§ What to produce
Reproduce the entire listing below line for line, without altering any word, number, or punctuation mark.

§ Material to process
»»

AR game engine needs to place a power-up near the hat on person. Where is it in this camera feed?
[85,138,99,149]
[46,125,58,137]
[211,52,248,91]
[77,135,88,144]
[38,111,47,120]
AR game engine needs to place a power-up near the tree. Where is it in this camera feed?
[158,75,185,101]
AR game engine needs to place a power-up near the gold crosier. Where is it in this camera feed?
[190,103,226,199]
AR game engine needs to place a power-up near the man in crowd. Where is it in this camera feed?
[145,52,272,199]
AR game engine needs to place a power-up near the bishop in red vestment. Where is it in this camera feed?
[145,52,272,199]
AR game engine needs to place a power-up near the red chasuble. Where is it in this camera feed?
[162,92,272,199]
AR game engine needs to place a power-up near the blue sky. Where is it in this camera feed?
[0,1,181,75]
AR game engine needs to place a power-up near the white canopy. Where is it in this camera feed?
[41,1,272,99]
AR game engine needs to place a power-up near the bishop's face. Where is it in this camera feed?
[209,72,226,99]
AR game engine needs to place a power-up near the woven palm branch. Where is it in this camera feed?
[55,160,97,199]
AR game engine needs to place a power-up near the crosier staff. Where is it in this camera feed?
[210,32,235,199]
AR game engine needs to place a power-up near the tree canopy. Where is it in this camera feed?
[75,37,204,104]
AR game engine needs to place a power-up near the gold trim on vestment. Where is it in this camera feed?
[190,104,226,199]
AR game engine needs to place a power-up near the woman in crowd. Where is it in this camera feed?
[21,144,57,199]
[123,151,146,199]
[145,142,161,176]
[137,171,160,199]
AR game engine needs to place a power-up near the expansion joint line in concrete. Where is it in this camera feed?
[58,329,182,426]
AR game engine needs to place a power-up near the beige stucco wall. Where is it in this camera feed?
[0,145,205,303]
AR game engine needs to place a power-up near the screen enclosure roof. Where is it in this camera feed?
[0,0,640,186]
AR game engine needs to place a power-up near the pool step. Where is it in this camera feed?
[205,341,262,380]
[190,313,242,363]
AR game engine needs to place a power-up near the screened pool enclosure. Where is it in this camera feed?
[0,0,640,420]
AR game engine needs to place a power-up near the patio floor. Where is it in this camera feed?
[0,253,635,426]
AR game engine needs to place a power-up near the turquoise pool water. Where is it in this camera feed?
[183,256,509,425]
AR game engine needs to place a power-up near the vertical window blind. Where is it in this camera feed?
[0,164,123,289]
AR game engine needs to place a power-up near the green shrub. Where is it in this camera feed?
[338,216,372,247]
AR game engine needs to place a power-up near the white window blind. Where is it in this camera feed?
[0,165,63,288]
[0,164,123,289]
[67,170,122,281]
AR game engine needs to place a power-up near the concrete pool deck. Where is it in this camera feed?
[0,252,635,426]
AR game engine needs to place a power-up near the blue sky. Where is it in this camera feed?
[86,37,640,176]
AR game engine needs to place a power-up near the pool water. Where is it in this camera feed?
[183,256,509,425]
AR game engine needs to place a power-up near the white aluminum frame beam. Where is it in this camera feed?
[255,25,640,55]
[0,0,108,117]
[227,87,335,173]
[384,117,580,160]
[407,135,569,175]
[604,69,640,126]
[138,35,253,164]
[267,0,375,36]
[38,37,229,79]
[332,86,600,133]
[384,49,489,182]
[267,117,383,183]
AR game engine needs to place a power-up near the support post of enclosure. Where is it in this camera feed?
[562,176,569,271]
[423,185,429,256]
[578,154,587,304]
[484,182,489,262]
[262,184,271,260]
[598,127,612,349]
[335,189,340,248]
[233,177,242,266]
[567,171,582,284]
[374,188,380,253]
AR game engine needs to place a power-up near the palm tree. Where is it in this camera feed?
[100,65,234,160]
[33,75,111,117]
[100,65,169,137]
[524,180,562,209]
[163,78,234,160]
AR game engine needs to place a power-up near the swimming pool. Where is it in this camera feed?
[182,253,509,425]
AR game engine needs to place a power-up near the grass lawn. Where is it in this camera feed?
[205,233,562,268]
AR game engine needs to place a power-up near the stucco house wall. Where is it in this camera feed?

««

§ Response for this exercise
AR game engine needs to place a power-up near the hat on person. Where is it in this camera feed?
[85,138,99,149]
[46,125,58,137]
[211,52,248,91]
[77,135,88,144]
[38,111,47,120]
AR game engine needs to place a power-up near the tree. Where is it in this camera feed?
[158,75,185,101]
AR game engine needs to place a power-up near the gold crosier. Where is it in this camera feed?
[190,103,226,199]
AR game engine needs to place a power-up near the man in crowd. Where is it in this camera feed?
[145,52,272,199]
AR game engine needs to place a power-up near the bishop in red vestment. Where is it in this camera feed?
[145,52,272,199]
AR game engine needs to place a power-up near the red chasuble. Where is it in this camera feed?
[162,92,272,199]
AR game engine needs to place a power-up near the blue sky. Where is it in this camera feed?
[0,1,181,75]
AR game engine needs to place a power-up near the white canopy. Where is it in this camera feed?
[41,1,272,99]
AR game engine needs to place a power-up near the bishop's face. Where is it in this camera feed?
[209,72,226,99]
AR game engine needs to place a power-up near the woven palm branch. Where is it in this camera feed?
[55,160,97,199]
AR game engine needs to place a power-up near the crosier staff. Where is it in this camera feed?
[210,32,235,199]
AR game engine needs to place a power-up near the tree canopy. Where is it in this camera feed?
[75,37,204,104]
AR game engine needs to place a power-up near the gold trim on vestment. Where is it in this camera feed?
[190,104,226,199]
AR game engine needs to place a power-up near the woman in crowd. Where is it in this camera feed?
[21,144,57,199]
[123,151,146,199]
[145,142,161,176]
[137,171,160,199]
AR game engine needs to place a power-up near the expansion joint line in concrete. Where is it in this camera feed?
[58,329,182,426]
AR game engine needs to place a power-up near the beige stucco wall. Where is it in this camera feed?
[0,145,205,303]
AR game engine needs to place a power-up near the screen enclosure roof. Where is it in this camera feed?
[0,0,640,186]
AR game engine needs to place a power-up near the pool step. Where is it in this camera feed?
[205,341,262,380]
[190,313,242,363]
AR game engine needs to place a power-up near the screened pool enclosure. Where is it in this camera feed?
[0,0,640,420]
AR game engine needs to place a power-up near the patio floor. Where is it in this camera feed?
[0,253,635,426]
AR game engine needs to place a power-up near the turquoise pool water. Where is it in this camera feed?
[183,256,509,425]
AR game engine needs to place a power-up near the vertical window blind. Where is it in this camera feed?
[0,164,123,289]
AR game engine needs to place a power-up near the green shrub. Where is it in this camera feed?
[338,216,372,247]
AR game engine needs to place a power-up near the white window blind. Where is it in this camera feed?
[0,165,63,288]
[0,164,123,289]
[67,170,122,281]
AR game engine needs to place a power-up near the concrete pool deck. Where is it in this camera feed?
[0,252,635,426]
AR game engine needs to place a power-up near the blue sky. Where is it in this camera feed?
[86,37,640,176]
AR game engine needs to place a power-up near the pool water. Where is it in this camera feed?
[183,256,509,425]
AR game engine needs to place a power-up near the white aluminum frame beam. Where is it in this camera feed?
[255,25,640,55]
[0,0,108,117]
[227,87,335,173]
[384,117,580,160]
[407,135,569,175]
[604,69,640,126]
[138,35,253,164]
[267,0,375,36]
[38,37,229,79]
[332,86,600,133]
[384,49,489,182]
[267,117,383,183]
AR game engine needs to place a power-up near the support post of enclosure. Where is it in this camera feed?
[562,176,569,271]
[423,185,429,256]
[578,154,587,304]
[484,182,489,262]
[262,184,271,260]
[598,127,612,349]
[335,189,340,248]
[233,177,242,266]
[567,171,582,284]
[374,188,380,253]
AR game engine needs to place a power-up near the palm tree. Where is it in this camera feed?
[100,65,234,160]
[33,75,111,117]
[100,65,169,137]
[524,180,562,209]
[163,78,234,160]
AR game engine needs to place a power-up near the swimming pool. Where is it in this camera feed?
[182,253,509,425]
AR game engine needs to place a power-up near the grass lawn. Where is it in this camera feed?
[205,233,562,268]
AR game engine needs to place a power-up near the stucco house wall. Where is it in this camera feed?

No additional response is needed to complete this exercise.